▸ **課題**:
[1] 本文から、「WWD:18年のブランド設立以降の売上高の伸び率は?」を含む語句で始まり「WWD:継続して売り上げが伸びている理由は?」で終わる部分を、一字も変えずに出力せよ。
[2] 本文によると、「アルティ―ダ ウード」の昨年の売上高は初年度の売上高の何倍以上だったか。

サザビーリーグが2018年4月に立ち上げたD2Cジュエリーブランド「アルティ―ダ ウード(ARTIDA OUD)」が、継続的に売り上げを伸ばしている。EC中心で販売をしながら百貨店などでポップアップショップを開いてきたが、8月7日に東京・渋谷区松濤に多目的スペース、ジ アナザー ミュージアム(以下、ミュージアム)をオープンした。
設立当時から、色石を使用したモード感溢れるジュエリーと手に取りやすい価格設定、パッケージ選びの楽しさやオリジナルのフレグランスで受け取る側の五感を刺激する演出など、独自のアプローチに注目されてきた。今でこそD2Cブランドがちまたに溢れているが、当時はジュエリーをECで売るというのはチャレンジだった。しかし同ブランドは、試着アプリやカスタマイズ機能を導入して、EC上でのショッピングの楽しさを消費者に提供してきた。手頃で魅力的な商品、消費者を楽しませるための考え抜かれた仕組みや工夫、効率的で新しいビジネスモデルに感心したものだ。
ミュージアムの内覧会でブランドの立役者に会うことができた。ここでは、その人安部真理子サザビーリーグ 営業統括 ECブランド事業部 ディレクター&デザイナーに聞いたブランド設立の背景やビジネスモデルを紹介する。
WWD:18年のブランド設立以降の売上高の伸び率は?
安部真理子「アルティ―ダ ウード」ディレクター&デザイナー(以下、安部):昨年は初年度の売上高の1.8倍以上を売り上げた。ブランドを立ち上げて2年4カ月が経過したが、ほぼ同じペースで売り上げが伸びている。
WWD:継続して売り上げが伸びている理由は?
安部:EC中心の販売だったので、インスタグラムなどSNSでの発信に力を入れたのが認知度アップにつながった。ブランドの根底にある、手に届きやすいファインジュエリーを提供することで生産者と消費者の両方をハッピーにするという哲学に共感してくれる消費者が増えている。また、見た目と価格のギャップが好調の理由でもある。
WWD:ブランドを立ち上げた当時はまだD2Cブランドは少なく、特にジュエリーをECで買うというのは当時新しかったが?
安部:当時はまだショールーミングが中心だった。約3年前からアメリカのウェブサイトをリサーチし始めて、D2Cというビジネスモデルに出合った。中間マージンを排除することで高品質で低価格の商品を提供することができる。昨年9月に「アイ アム ドネーション」プロジェクトを立ち上げ、売上金の一部をインドに学校を建てるためのプロジェクトや国境なき医師団による「新型コロナウイルス感染症危機対応募金」などに寄付しており、それがインスタグラムなどのコメントを通して広がり共感を得ている。

▸ **利用可能なデータ**:
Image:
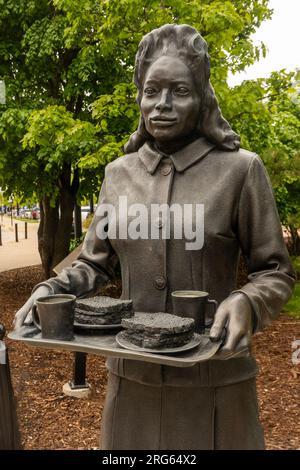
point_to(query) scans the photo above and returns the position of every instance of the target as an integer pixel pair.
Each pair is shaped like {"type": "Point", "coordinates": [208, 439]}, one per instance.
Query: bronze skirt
{"type": "Point", "coordinates": [138, 416]}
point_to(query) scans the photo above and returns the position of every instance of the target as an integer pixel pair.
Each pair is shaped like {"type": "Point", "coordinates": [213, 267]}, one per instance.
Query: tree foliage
{"type": "Point", "coordinates": [71, 105]}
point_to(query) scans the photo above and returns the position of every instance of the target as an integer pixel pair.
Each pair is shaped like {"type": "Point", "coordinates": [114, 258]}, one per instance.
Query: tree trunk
{"type": "Point", "coordinates": [55, 227]}
{"type": "Point", "coordinates": [46, 233]}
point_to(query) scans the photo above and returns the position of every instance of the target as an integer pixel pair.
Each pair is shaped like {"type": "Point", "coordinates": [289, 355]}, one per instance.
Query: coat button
{"type": "Point", "coordinates": [166, 169]}
{"type": "Point", "coordinates": [160, 282]}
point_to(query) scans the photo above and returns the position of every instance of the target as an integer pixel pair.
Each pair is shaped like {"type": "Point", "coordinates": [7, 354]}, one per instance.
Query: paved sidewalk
{"type": "Point", "coordinates": [18, 254]}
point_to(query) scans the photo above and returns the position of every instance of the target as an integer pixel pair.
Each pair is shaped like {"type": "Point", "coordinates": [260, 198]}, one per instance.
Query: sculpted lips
{"type": "Point", "coordinates": [163, 121]}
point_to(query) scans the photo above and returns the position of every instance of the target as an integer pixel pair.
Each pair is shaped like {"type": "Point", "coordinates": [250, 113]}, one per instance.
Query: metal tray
{"type": "Point", "coordinates": [104, 344]}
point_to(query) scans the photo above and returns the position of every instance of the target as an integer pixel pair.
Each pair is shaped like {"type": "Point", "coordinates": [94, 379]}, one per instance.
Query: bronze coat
{"type": "Point", "coordinates": [239, 214]}
{"type": "Point", "coordinates": [211, 405]}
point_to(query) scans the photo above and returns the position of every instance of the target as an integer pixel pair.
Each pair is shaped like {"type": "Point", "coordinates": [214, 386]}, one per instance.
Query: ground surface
{"type": "Point", "coordinates": [50, 420]}
{"type": "Point", "coordinates": [22, 253]}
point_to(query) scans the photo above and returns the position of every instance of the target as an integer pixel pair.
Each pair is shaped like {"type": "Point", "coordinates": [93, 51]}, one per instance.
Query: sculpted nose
{"type": "Point", "coordinates": [165, 102]}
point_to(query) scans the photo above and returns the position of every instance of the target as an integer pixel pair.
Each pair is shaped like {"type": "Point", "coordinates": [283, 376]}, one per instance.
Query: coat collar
{"type": "Point", "coordinates": [182, 159]}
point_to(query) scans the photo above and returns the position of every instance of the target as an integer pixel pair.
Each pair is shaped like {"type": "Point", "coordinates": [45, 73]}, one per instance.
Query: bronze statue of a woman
{"type": "Point", "coordinates": [185, 152]}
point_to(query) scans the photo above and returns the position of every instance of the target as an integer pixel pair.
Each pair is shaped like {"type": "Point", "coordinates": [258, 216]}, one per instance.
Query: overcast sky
{"type": "Point", "coordinates": [281, 35]}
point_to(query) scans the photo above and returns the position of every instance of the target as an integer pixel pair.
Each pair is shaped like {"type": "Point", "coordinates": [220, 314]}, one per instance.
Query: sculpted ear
{"type": "Point", "coordinates": [214, 126]}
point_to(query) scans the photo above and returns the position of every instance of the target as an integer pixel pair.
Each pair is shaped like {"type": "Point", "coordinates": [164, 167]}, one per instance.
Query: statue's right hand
{"type": "Point", "coordinates": [23, 316]}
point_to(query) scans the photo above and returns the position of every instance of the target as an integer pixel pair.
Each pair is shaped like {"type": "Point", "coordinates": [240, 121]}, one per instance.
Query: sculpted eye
{"type": "Point", "coordinates": [181, 90]}
{"type": "Point", "coordinates": [150, 91]}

▸ **解答**:
[1]
WWD:18年のブランド設立以降の売上高の伸び率は?
安部真理子「アルティ―ダ ウード」ディレクター&デザイナー(以下、安部):昨年は初年度の売上高の1.8倍以上を売り上げた。ブランドを立ち上げて2年4カ月が経過したが、ほぼ同じペースで売り上げが伸びている。
WWD:継続して売り上げが伸びている理由は?

[2] 初年度の売上高の1.8倍以上だった。